• The task
All the entries need to be duplicated exactly, with the pictures omitted.
- Opening Delimiter -
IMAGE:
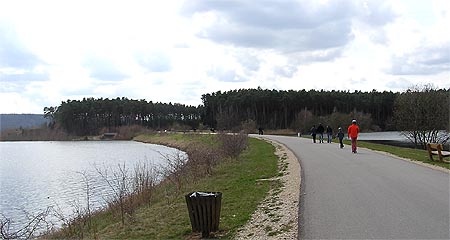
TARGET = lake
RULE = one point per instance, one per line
(36, 175)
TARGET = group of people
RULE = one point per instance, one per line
(352, 133)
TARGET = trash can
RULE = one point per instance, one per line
(204, 211)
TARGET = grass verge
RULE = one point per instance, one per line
(408, 153)
(166, 217)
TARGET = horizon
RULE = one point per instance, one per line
(175, 51)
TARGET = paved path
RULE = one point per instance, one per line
(368, 195)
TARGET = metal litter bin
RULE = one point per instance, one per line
(204, 211)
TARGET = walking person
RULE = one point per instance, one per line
(340, 136)
(353, 131)
(313, 133)
(329, 134)
(320, 130)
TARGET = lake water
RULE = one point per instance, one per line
(36, 175)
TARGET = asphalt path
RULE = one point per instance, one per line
(368, 195)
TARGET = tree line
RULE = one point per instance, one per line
(90, 116)
(268, 109)
(274, 109)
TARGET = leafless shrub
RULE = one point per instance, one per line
(34, 225)
(202, 159)
(174, 168)
(233, 144)
(144, 181)
(119, 183)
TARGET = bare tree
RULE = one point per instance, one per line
(422, 114)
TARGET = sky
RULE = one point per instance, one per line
(176, 51)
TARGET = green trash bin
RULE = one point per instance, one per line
(204, 211)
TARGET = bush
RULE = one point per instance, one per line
(233, 144)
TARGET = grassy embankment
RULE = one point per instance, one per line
(408, 153)
(167, 218)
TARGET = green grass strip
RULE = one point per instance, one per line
(409, 153)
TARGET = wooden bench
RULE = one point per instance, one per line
(436, 149)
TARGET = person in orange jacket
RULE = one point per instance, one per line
(353, 131)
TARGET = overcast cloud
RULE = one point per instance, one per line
(175, 51)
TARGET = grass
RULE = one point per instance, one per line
(167, 217)
(419, 155)
(409, 153)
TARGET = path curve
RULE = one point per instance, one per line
(368, 195)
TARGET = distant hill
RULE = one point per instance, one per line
(13, 121)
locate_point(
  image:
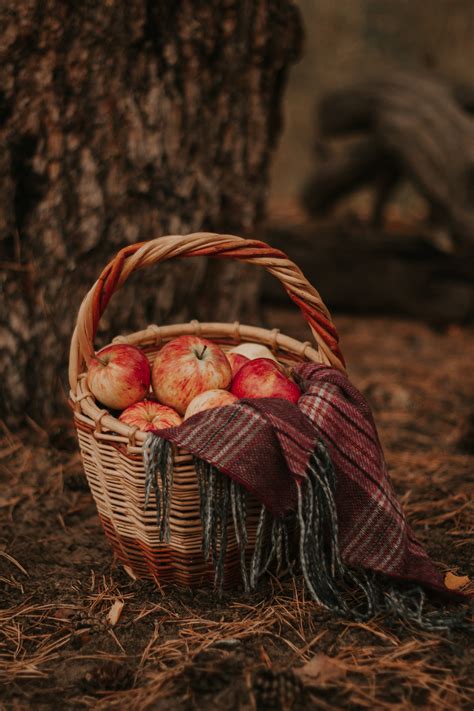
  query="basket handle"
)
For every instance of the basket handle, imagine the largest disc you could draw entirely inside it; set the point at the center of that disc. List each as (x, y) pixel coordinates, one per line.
(200, 244)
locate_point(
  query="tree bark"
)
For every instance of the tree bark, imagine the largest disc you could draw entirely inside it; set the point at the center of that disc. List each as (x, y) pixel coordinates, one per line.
(121, 121)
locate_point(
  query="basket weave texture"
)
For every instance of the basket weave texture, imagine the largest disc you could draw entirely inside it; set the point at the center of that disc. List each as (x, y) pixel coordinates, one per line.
(112, 452)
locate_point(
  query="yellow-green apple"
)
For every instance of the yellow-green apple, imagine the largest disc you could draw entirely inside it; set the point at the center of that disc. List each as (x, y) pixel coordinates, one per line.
(252, 351)
(262, 378)
(187, 366)
(208, 400)
(236, 360)
(119, 375)
(149, 415)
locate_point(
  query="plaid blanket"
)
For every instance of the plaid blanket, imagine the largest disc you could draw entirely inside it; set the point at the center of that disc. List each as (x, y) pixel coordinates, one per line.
(319, 462)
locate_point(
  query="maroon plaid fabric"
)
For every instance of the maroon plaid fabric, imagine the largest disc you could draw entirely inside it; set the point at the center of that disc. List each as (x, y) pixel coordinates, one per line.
(265, 445)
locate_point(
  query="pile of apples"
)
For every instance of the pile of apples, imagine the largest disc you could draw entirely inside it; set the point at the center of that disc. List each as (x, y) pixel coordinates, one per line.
(190, 374)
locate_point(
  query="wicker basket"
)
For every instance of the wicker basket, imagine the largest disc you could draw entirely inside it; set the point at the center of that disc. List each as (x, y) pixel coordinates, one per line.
(112, 451)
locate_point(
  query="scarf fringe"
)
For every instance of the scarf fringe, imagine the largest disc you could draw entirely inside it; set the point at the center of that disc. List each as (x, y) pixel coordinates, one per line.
(329, 581)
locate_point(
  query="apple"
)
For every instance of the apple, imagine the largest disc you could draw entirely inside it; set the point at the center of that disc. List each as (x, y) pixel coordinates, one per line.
(262, 378)
(236, 360)
(187, 366)
(208, 400)
(149, 415)
(118, 376)
(252, 351)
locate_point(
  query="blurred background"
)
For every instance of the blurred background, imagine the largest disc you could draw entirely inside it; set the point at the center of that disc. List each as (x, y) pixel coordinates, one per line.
(341, 133)
(350, 40)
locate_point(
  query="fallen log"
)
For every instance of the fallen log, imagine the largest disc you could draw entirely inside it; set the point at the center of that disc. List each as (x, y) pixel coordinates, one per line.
(361, 270)
(415, 129)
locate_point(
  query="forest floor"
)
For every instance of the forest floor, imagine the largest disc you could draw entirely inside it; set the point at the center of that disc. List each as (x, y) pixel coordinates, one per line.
(183, 649)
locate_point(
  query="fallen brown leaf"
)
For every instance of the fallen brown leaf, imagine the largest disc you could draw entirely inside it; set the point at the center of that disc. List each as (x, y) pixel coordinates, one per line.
(456, 582)
(115, 612)
(320, 670)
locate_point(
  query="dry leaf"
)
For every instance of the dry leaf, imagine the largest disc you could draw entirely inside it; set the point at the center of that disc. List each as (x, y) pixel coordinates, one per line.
(115, 612)
(456, 582)
(130, 572)
(320, 670)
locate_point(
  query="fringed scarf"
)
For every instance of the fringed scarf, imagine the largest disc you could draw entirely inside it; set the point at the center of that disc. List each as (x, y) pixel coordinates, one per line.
(319, 472)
- Closing Delimiter -
• Solution to this problem
IMAGE:
TARGET = lake
RULE = one point per instance, one per line
(36, 175)
TARGET = group of people
RULE = one point per instance, one per line
(352, 133)
TARGET = trash can
RULE = one point per instance, one per line
(204, 211)
TARGET = grass verge
RULE = one point per instance, one per line
(408, 153)
(166, 217)
TARGET = horizon
RULE = one point per instance, one per line
(175, 51)
TARGET = paved path
RULE = one point per instance, one per line
(368, 195)
TARGET = metal litter bin
RULE = one point per instance, one per line
(204, 211)
TARGET = walking person
RULE = one point per instance, one per line
(340, 136)
(353, 131)
(313, 133)
(329, 134)
(320, 130)
TARGET = lake water
RULE = one point per instance, one per line
(36, 175)
TARGET = asphalt path
RULE = one point per instance, one per line
(368, 195)
TARGET = tree line
RULE = one point per instance, one per line
(90, 116)
(268, 109)
(274, 109)
TARGET = leafless shrub
RULE = one point per instance, one per line
(34, 225)
(202, 159)
(174, 168)
(233, 144)
(144, 181)
(119, 183)
TARGET = bare tree
RULE = one point per instance, one per line
(422, 114)
TARGET = sky
RULE = one point per instance, one per line
(176, 51)
TARGET = green trash bin
RULE = one point per instance, one per line
(204, 211)
TARGET = bush
RULE = one point per instance, one per line
(233, 144)
TARGET = grassy embankment
RULE = one point per instance, one per line
(408, 153)
(167, 218)
TARGET = green grass strip
RULE = one point per instance, one per line
(409, 153)
TARGET = wooden bench
RULE = one point per instance, one per line
(436, 149)
TARGET = person in orange jacket
RULE = one point per instance, one per line
(353, 131)
TARGET = overcast cloud
RULE = one point per instance, one per line
(175, 51)
TARGET = grass
RULE = one point per instance, one per line
(167, 217)
(419, 155)
(409, 153)
TARGET = path curve
RULE = one point per instance, one per line
(368, 195)
TARGET = distant hill
RULE = one point per instance, one per line
(13, 121)
locate_point(
  image:
  query="basket handle"
)
For every instance of the basket handle, imagine the largest disc you could draw entirely inside it; set the point at the center of that disc. List each as (x, y) pixel coordinates, one per line.
(200, 244)
locate_point(
  query="tree bark"
)
For every instance of the tree bark, imagine the largest disc you could draw entirely inside it; set the point at the center of that disc. List each as (x, y) pixel coordinates, one per line.
(121, 121)
locate_point(
  query="basket weave texture"
)
For every instance of the basket weave texture, imagine the largest disc you could draw entirely inside it; set the point at the center of that disc. List each as (x, y) pixel coordinates, one per line.
(112, 452)
locate_point(
  query="yellow-green apple"
)
For every instance of the yellow-green apple, imagine the largest disc you could draw entirely inside it; set the point at the center of that disc. List each as (x, y) pixel coordinates, one per line.
(252, 351)
(262, 378)
(187, 366)
(208, 400)
(236, 360)
(119, 375)
(149, 415)
locate_point(
  query="plaid blanket"
)
For every instance of the plaid blanket, imagine the largest disc you could draw entirely inside it; set the point at the center of that disc. List each as (x, y) pixel coordinates, one per line.
(319, 462)
locate_point(
  query="maroon plaid fabric"
)
For every instance of the maroon plaid fabric, imagine the largest disc you could draw entirely inside it; set the point at the center of that disc. List each as (x, y) pixel coordinates, one per line.
(265, 445)
locate_point(
  query="pile of apples"
)
For every instance of the pile of apples, imagine the largest disc you could draw entirely inside it; set the point at the center of that disc. List each as (x, y) pixel coordinates, one per line.
(190, 374)
locate_point(
  query="wicker basket"
)
For every instance of the wicker basket, imagine the largest disc you could draw entirely inside it; set the point at the center of that disc. List each as (x, y) pixel coordinates, one per line.
(112, 451)
locate_point(
  query="scarf fringe"
)
For every instance of the scarf fringe, imagine the largest disc you could draw entirely inside it; set the point at the center of that disc. List each as (x, y) pixel coordinates, one per line.
(329, 581)
locate_point(
  query="apple"
)
For every instance of the apple, imagine the largest disc you could draw entirely inside it; set the point at the center of that disc. List each as (x, y) pixel coordinates, one per line.
(262, 378)
(236, 360)
(187, 366)
(208, 400)
(149, 415)
(118, 376)
(252, 351)
locate_point(
  query="blurred background"
)
For every instance of the blurred background, imagine the largest disc you could draw entirely inside it; set the point at the center of that disc. List each as (x, y) pixel coordinates, one per line.
(341, 133)
(350, 40)
locate_point(
  query="fallen log"
)
For every instance of the fallen log, imagine the largest disc you could draw entirely inside it; set the point at the center of that disc. List each as (x, y) pixel coordinates, one per line.
(361, 270)
(415, 129)
locate_point(
  query="forest floor"
)
For every instance of the forest floor, imagine the largest disc you could draw entirely inside it; set the point at the center of that disc. List each as (x, y) pixel coordinates, one per line.
(183, 649)
locate_point(
  query="fallen brown leaf"
)
For every instance of the fallen brown leaf, imagine the largest disc you could draw entirely inside it; set the point at the center of that disc. List each as (x, y) pixel coordinates, one per line.
(456, 582)
(115, 612)
(320, 670)
locate_point(
  query="dry leaf"
)
For every instance of the dry leaf, imagine the largest disc you could draw entirely inside it; set the point at the center of that disc. List each as (x, y) pixel coordinates, one per line.
(115, 612)
(456, 582)
(130, 572)
(320, 670)
locate_point(
  query="fringed scarf"
)
For every instance of the fringed scarf, imagine the largest disc you could draw entirely inside it; set the point at the center of that disc. List each as (x, y) pixel coordinates, one per line.
(319, 472)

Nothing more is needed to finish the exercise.